Raw data START
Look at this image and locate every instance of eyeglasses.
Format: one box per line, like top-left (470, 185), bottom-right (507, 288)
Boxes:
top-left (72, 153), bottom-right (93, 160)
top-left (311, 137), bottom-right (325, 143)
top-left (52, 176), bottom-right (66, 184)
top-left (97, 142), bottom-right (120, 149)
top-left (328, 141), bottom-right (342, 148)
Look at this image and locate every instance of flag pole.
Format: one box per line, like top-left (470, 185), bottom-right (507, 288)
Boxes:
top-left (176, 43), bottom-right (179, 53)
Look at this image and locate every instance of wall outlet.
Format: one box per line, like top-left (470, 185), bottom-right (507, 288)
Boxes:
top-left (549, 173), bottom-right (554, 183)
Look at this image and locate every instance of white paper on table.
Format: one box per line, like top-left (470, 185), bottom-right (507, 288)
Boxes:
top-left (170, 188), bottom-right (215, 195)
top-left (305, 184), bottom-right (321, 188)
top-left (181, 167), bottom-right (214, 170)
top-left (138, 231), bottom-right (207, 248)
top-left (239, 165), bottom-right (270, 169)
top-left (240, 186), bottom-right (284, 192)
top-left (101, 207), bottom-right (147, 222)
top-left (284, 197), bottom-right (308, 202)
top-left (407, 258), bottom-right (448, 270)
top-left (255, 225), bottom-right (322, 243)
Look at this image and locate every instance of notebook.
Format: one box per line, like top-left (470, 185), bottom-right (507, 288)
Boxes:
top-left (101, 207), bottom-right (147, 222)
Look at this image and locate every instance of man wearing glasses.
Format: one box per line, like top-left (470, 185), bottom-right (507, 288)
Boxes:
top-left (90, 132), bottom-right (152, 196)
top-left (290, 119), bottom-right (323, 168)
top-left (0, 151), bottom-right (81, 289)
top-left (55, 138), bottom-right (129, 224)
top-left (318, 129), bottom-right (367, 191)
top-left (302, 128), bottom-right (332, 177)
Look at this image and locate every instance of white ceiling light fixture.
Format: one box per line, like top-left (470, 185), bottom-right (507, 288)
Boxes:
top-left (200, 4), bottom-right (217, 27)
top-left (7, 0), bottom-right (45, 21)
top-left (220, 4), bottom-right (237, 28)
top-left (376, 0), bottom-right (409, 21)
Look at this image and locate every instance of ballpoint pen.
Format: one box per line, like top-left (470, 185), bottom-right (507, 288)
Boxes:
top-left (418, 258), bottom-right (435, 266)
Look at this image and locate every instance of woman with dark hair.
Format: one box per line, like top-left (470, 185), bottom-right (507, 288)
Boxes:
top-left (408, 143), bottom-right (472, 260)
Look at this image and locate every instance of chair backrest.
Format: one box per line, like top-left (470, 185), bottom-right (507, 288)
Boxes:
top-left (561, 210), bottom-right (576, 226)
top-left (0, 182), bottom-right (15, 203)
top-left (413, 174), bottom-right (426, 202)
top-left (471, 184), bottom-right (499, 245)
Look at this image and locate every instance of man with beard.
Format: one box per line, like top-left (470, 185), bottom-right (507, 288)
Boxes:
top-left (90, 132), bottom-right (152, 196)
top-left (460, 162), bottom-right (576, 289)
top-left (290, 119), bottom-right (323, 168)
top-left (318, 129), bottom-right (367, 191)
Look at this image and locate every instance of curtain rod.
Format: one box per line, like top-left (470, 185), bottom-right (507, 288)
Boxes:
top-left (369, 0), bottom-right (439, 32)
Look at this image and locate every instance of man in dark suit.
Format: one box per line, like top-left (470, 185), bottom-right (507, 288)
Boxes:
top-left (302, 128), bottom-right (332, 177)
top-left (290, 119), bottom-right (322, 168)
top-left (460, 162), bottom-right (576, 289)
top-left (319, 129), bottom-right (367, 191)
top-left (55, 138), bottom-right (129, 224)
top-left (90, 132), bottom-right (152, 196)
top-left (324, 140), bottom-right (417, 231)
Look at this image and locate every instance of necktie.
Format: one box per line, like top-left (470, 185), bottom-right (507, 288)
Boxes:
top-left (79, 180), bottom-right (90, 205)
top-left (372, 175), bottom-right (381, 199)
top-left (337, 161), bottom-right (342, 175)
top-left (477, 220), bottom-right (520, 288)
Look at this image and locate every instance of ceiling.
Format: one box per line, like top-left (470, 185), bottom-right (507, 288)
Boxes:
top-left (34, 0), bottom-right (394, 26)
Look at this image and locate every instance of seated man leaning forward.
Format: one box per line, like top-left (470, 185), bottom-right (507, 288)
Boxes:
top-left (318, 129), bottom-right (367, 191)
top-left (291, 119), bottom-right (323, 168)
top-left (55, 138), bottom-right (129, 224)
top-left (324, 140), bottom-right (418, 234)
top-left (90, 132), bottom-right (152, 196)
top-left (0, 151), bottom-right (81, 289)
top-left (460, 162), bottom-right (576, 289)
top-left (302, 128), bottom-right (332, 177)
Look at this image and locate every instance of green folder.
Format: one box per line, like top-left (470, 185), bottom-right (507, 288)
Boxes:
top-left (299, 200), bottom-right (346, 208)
Raw data END
Repeat each of the entries above precisely as given.

● **Result for this task**
Look at this image and locate every instance of eyeglasses.
Format: one box per line, like top-left (470, 185), bottom-right (507, 288)
Boxes:
top-left (72, 153), bottom-right (93, 160)
top-left (311, 137), bottom-right (325, 143)
top-left (52, 176), bottom-right (66, 184)
top-left (97, 142), bottom-right (120, 149)
top-left (328, 141), bottom-right (342, 148)
Look at this image and locate every instance of flag pole.
Format: one box per line, like top-left (470, 185), bottom-right (507, 288)
Boxes:
top-left (176, 43), bottom-right (179, 53)
Look at this image and locate every instance of wall outlet.
Format: one box per line, like top-left (470, 185), bottom-right (507, 288)
Boxes:
top-left (549, 173), bottom-right (554, 183)
Look at this image and locate every instance of white paper on table.
Format: one box per line, like top-left (470, 185), bottom-right (507, 288)
Boxes:
top-left (170, 188), bottom-right (215, 195)
top-left (305, 184), bottom-right (321, 188)
top-left (181, 167), bottom-right (214, 170)
top-left (138, 231), bottom-right (207, 248)
top-left (239, 165), bottom-right (270, 169)
top-left (240, 186), bottom-right (284, 192)
top-left (101, 207), bottom-right (147, 222)
top-left (284, 197), bottom-right (308, 202)
top-left (407, 258), bottom-right (448, 270)
top-left (255, 225), bottom-right (322, 243)
Look at this image and locate every instance of notebook.
Format: one box per line, like top-left (470, 185), bottom-right (507, 288)
Boxes:
top-left (101, 207), bottom-right (147, 222)
Look at this image and locate every instance of man wearing glasses.
Format: one box per line, like top-left (470, 185), bottom-right (507, 288)
Boxes:
top-left (90, 132), bottom-right (152, 196)
top-left (290, 119), bottom-right (323, 168)
top-left (0, 151), bottom-right (81, 289)
top-left (55, 138), bottom-right (129, 224)
top-left (318, 129), bottom-right (367, 191)
top-left (302, 128), bottom-right (332, 177)
Look at this image and locate every instance of white ceiling light fixture.
Format: one box per line, like top-left (470, 185), bottom-right (507, 288)
Boxes:
top-left (200, 4), bottom-right (217, 27)
top-left (7, 0), bottom-right (45, 21)
top-left (220, 4), bottom-right (237, 28)
top-left (376, 0), bottom-right (409, 21)
Look at this image and locate every instance of ballpoint pen.
Format: one box per line, like top-left (470, 185), bottom-right (507, 288)
Boxes:
top-left (418, 258), bottom-right (435, 266)
Look at this image and locate every instance of woman with dark hair.
Format: one box per line, like top-left (470, 185), bottom-right (507, 288)
Boxes:
top-left (408, 143), bottom-right (472, 260)
Look at this image and locate every instance of chair backrest.
Format: one box per line, like top-left (470, 185), bottom-right (507, 288)
Boxes:
top-left (561, 210), bottom-right (576, 226)
top-left (0, 182), bottom-right (15, 203)
top-left (413, 174), bottom-right (426, 202)
top-left (471, 184), bottom-right (499, 245)
Look at this image and locate every instance of man with beard.
Format: one box per line, like top-left (470, 185), bottom-right (507, 288)
Boxes:
top-left (90, 132), bottom-right (152, 196)
top-left (460, 162), bottom-right (576, 289)
top-left (290, 119), bottom-right (323, 168)
top-left (318, 129), bottom-right (367, 191)
Look at this image and locate every instance of curtain rod.
Format: one box per line, like top-left (470, 185), bottom-right (507, 288)
Boxes:
top-left (369, 0), bottom-right (439, 32)
Look at this image and locate every instance of man in dark suit.
Format: one box per line, like top-left (470, 185), bottom-right (507, 288)
Boxes:
top-left (302, 128), bottom-right (332, 177)
top-left (290, 119), bottom-right (322, 168)
top-left (460, 162), bottom-right (576, 289)
top-left (319, 129), bottom-right (367, 191)
top-left (55, 138), bottom-right (129, 224)
top-left (90, 132), bottom-right (152, 196)
top-left (324, 140), bottom-right (417, 231)
Look at this image and locate every instance of necktie.
Format: one box per line, like top-left (470, 185), bottom-right (507, 288)
Boxes:
top-left (79, 180), bottom-right (90, 205)
top-left (372, 175), bottom-right (381, 199)
top-left (337, 161), bottom-right (342, 175)
top-left (477, 220), bottom-right (520, 288)
Look at this image and locate every instance of ceiling.
Format: one box per line, like top-left (470, 185), bottom-right (507, 288)
Boxes:
top-left (34, 0), bottom-right (394, 26)
Look at this image and locate every instance of seated man leaning forward.
Format: one box per line, like top-left (470, 185), bottom-right (507, 288)
Boxes:
top-left (318, 129), bottom-right (367, 191)
top-left (291, 119), bottom-right (323, 168)
top-left (55, 138), bottom-right (129, 224)
top-left (324, 140), bottom-right (418, 234)
top-left (90, 132), bottom-right (152, 196)
top-left (0, 151), bottom-right (81, 289)
top-left (460, 162), bottom-right (576, 289)
top-left (302, 128), bottom-right (332, 177)
Look at this image and locate every instance of green folder.
Format: one box per line, like top-left (470, 185), bottom-right (507, 288)
Boxes:
top-left (299, 200), bottom-right (346, 208)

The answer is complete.